**WHAT TO PRODUCE:** Each line from the one that holds "Task: point out each instance of the wide" to the end of the entries is to be given again exactly. Do not include pictures.

Referring expression pointing data
>>>>>
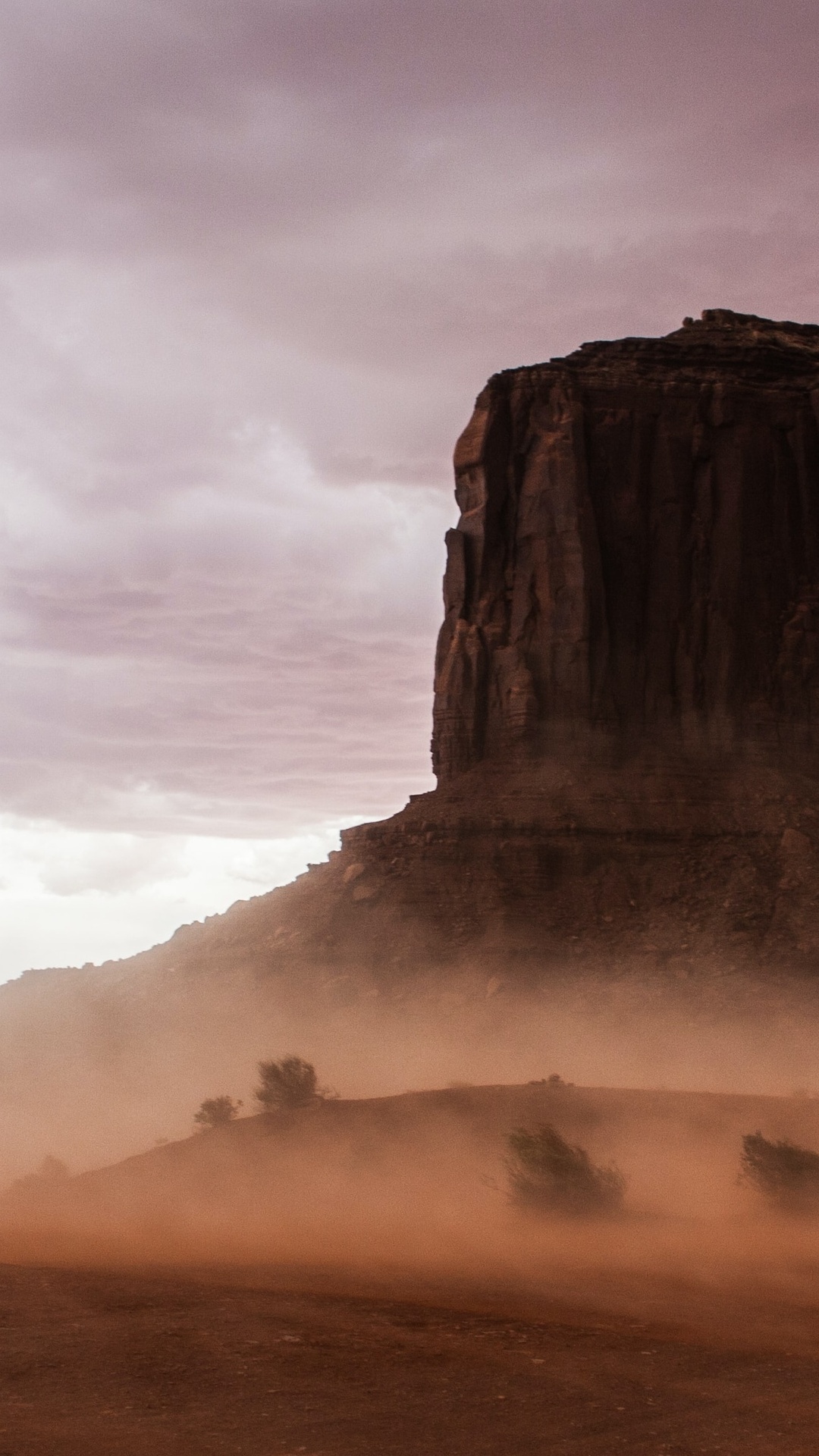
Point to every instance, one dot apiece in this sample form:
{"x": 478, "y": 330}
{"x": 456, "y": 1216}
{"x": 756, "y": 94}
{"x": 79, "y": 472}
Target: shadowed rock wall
{"x": 639, "y": 548}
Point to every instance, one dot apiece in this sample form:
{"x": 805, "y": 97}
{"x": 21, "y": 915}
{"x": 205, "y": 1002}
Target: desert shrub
{"x": 783, "y": 1172}
{"x": 287, "y": 1085}
{"x": 550, "y": 1175}
{"x": 216, "y": 1111}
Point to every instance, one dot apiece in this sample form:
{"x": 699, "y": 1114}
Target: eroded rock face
{"x": 637, "y": 554}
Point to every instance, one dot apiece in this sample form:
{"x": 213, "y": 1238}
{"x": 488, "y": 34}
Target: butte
{"x": 626, "y": 718}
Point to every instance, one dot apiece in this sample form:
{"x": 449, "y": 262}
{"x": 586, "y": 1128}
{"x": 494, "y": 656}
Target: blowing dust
{"x": 382, "y": 1187}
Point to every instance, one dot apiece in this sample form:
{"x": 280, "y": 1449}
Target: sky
{"x": 256, "y": 262}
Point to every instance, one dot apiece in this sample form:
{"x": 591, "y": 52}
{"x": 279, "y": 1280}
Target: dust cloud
{"x": 387, "y": 1187}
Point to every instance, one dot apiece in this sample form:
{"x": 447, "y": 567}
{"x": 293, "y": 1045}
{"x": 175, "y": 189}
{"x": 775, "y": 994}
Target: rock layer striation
{"x": 637, "y": 554}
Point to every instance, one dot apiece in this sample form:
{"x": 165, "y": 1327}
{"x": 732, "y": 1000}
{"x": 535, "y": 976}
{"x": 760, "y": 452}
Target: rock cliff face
{"x": 637, "y": 554}
{"x": 624, "y": 733}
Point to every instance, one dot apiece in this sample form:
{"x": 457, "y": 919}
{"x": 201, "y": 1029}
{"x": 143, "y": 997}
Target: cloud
{"x": 256, "y": 262}
{"x": 71, "y": 896}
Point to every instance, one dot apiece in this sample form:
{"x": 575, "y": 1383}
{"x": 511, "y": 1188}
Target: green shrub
{"x": 287, "y": 1085}
{"x": 550, "y": 1175}
{"x": 216, "y": 1111}
{"x": 783, "y": 1172}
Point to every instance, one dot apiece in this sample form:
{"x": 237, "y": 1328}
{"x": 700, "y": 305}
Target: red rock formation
{"x": 639, "y": 548}
{"x": 624, "y": 734}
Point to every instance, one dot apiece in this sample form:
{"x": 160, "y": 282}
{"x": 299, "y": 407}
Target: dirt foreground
{"x": 120, "y": 1363}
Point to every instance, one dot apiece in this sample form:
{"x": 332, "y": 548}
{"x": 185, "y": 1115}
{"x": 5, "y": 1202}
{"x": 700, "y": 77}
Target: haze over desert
{"x": 409, "y": 1008}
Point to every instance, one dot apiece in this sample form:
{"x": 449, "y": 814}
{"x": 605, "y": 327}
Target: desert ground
{"x": 129, "y": 1362}
{"x": 352, "y": 1279}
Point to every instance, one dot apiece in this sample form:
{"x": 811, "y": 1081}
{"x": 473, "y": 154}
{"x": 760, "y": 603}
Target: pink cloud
{"x": 256, "y": 261}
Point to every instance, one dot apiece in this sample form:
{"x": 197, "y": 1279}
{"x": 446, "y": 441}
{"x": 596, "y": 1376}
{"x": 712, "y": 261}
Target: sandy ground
{"x": 120, "y": 1363}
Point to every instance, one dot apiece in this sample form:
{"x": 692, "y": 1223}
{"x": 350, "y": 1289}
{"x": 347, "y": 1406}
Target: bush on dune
{"x": 216, "y": 1111}
{"x": 783, "y": 1172}
{"x": 287, "y": 1085}
{"x": 550, "y": 1175}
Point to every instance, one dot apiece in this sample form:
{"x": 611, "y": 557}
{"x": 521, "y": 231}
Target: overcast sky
{"x": 257, "y": 258}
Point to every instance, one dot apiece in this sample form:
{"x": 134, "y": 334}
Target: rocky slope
{"x": 624, "y": 724}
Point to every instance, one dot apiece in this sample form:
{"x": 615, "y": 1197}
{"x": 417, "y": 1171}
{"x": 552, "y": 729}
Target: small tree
{"x": 783, "y": 1172}
{"x": 287, "y": 1085}
{"x": 216, "y": 1111}
{"x": 550, "y": 1175}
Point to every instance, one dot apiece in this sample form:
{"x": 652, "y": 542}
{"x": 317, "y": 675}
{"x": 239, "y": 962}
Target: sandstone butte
{"x": 627, "y": 692}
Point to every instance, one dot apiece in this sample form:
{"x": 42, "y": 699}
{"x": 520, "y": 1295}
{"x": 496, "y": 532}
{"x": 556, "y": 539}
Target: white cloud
{"x": 71, "y": 896}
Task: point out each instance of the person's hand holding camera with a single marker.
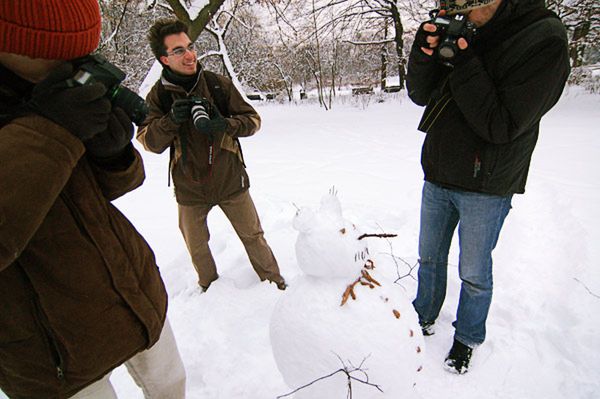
(181, 110)
(427, 38)
(207, 118)
(111, 142)
(82, 110)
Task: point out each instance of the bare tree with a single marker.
(582, 20)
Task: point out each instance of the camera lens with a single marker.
(447, 52)
(199, 115)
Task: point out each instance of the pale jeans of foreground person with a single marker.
(158, 371)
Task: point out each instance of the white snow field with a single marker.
(543, 338)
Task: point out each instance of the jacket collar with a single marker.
(14, 94)
(177, 82)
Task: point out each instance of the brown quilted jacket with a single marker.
(196, 182)
(80, 291)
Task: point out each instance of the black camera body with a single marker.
(96, 68)
(450, 29)
(201, 110)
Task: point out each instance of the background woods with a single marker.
(283, 48)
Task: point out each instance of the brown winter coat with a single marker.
(80, 291)
(195, 181)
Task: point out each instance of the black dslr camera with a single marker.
(96, 68)
(450, 29)
(201, 110)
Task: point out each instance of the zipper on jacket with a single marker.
(55, 354)
(440, 99)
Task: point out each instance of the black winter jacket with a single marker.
(482, 117)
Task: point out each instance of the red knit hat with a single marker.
(50, 29)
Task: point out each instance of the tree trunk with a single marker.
(399, 42)
(197, 25)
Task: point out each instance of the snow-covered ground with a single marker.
(544, 326)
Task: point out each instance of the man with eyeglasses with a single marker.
(200, 115)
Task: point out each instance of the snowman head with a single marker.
(328, 244)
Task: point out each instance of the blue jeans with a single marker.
(481, 217)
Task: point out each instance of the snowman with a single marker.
(340, 330)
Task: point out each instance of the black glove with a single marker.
(216, 123)
(111, 142)
(461, 58)
(82, 110)
(181, 110)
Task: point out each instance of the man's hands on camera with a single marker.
(82, 110)
(428, 40)
(181, 110)
(216, 124)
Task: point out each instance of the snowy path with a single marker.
(544, 325)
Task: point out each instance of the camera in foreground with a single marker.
(200, 112)
(96, 68)
(451, 28)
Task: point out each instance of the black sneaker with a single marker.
(458, 358)
(427, 328)
(281, 284)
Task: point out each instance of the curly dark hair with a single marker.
(161, 29)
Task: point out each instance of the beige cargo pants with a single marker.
(241, 212)
(158, 371)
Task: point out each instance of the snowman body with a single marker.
(374, 339)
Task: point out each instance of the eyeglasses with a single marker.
(180, 51)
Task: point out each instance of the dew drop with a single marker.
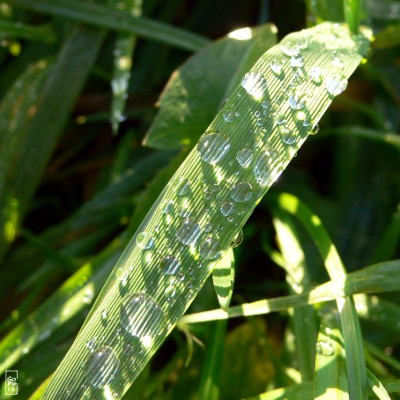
(315, 74)
(242, 192)
(212, 147)
(227, 208)
(144, 240)
(237, 240)
(324, 348)
(209, 248)
(335, 83)
(229, 115)
(170, 265)
(188, 232)
(101, 367)
(142, 317)
(254, 84)
(264, 170)
(276, 67)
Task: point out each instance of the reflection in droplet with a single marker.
(101, 367)
(212, 147)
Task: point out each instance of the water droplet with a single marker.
(287, 135)
(315, 74)
(324, 348)
(276, 66)
(237, 240)
(188, 232)
(142, 317)
(335, 83)
(264, 169)
(212, 147)
(227, 208)
(297, 61)
(169, 265)
(244, 157)
(144, 240)
(290, 48)
(254, 84)
(101, 367)
(242, 192)
(209, 248)
(229, 115)
(296, 101)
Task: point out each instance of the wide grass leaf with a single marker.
(174, 250)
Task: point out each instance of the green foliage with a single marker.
(106, 242)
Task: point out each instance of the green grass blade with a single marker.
(172, 245)
(39, 129)
(355, 362)
(17, 30)
(304, 326)
(223, 279)
(187, 107)
(107, 17)
(123, 54)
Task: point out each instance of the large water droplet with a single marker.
(242, 192)
(335, 83)
(213, 146)
(188, 232)
(142, 317)
(229, 115)
(144, 240)
(254, 84)
(101, 367)
(324, 348)
(264, 169)
(227, 208)
(244, 157)
(170, 265)
(209, 248)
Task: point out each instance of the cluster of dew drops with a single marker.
(141, 317)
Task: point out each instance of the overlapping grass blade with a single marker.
(172, 247)
(107, 17)
(39, 128)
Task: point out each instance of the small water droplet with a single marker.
(237, 240)
(229, 115)
(142, 317)
(315, 74)
(335, 83)
(254, 84)
(297, 61)
(209, 248)
(188, 232)
(170, 265)
(144, 240)
(276, 66)
(242, 192)
(227, 208)
(213, 147)
(101, 367)
(324, 348)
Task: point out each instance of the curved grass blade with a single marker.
(106, 17)
(187, 107)
(355, 362)
(172, 251)
(362, 281)
(39, 129)
(223, 277)
(123, 52)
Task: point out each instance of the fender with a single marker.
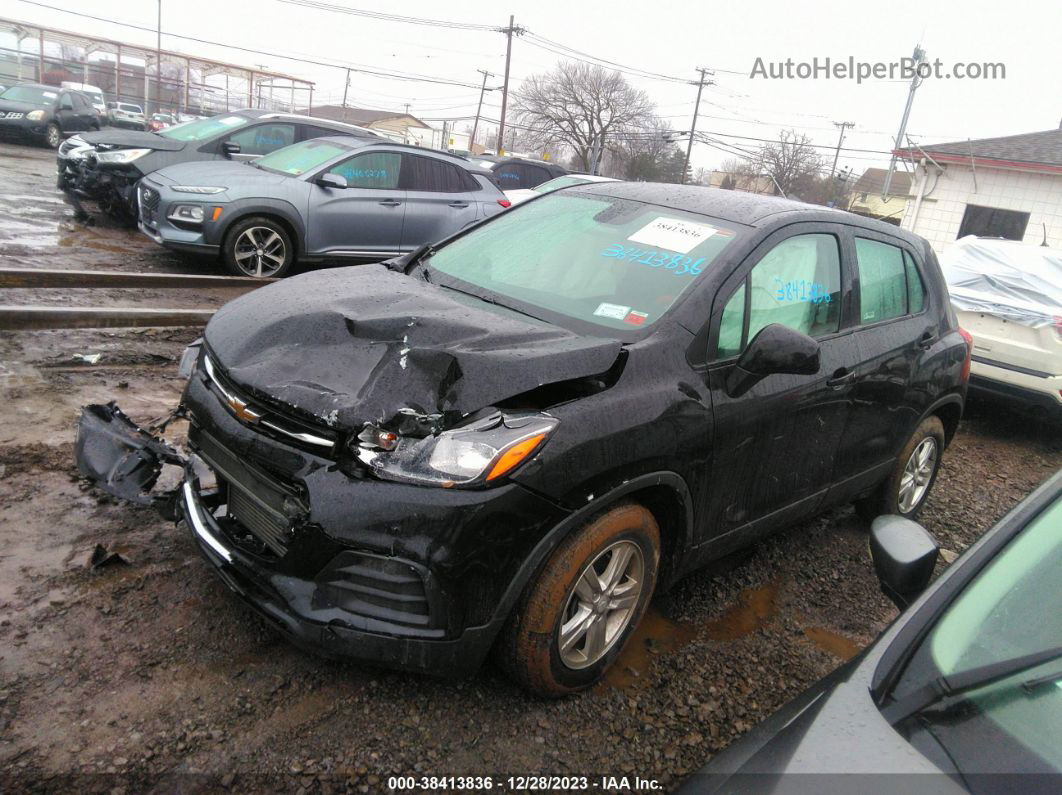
<<<<<
**RESULT FOR THIS EXERCISE:**
Task: point out each instance of the wide grass leaf with a single marker.
(174, 250)
Task: point out each instance of the green foliage with a single marker.
(106, 242)
Task: point out each instance of the green grass blade with a single marker.
(172, 245)
(39, 129)
(355, 362)
(17, 30)
(304, 326)
(223, 279)
(187, 107)
(107, 17)
(123, 54)
Task: point out each instance of the large water droplet with a single marker.
(242, 192)
(335, 83)
(213, 146)
(188, 232)
(142, 317)
(229, 115)
(144, 240)
(254, 84)
(101, 367)
(324, 348)
(264, 169)
(227, 208)
(244, 157)
(170, 265)
(209, 248)
Task: point out each instance of the cluster of dew drops with a single marker.
(141, 317)
Task: point out each instance of the overlapping grass blade with a single marker.
(172, 247)
(107, 17)
(39, 128)
Task: point out each instance of the small water droplet with a single marker.
(237, 240)
(229, 115)
(142, 317)
(315, 74)
(335, 83)
(254, 84)
(297, 61)
(209, 248)
(188, 232)
(170, 265)
(144, 240)
(276, 66)
(242, 192)
(227, 208)
(213, 147)
(101, 367)
(324, 348)
Task: point out each instance of the curved grass blade with a single marker.
(106, 17)
(187, 107)
(355, 362)
(172, 251)
(362, 281)
(39, 129)
(223, 277)
(123, 52)
Task: point out each instance of the fender with a single marker.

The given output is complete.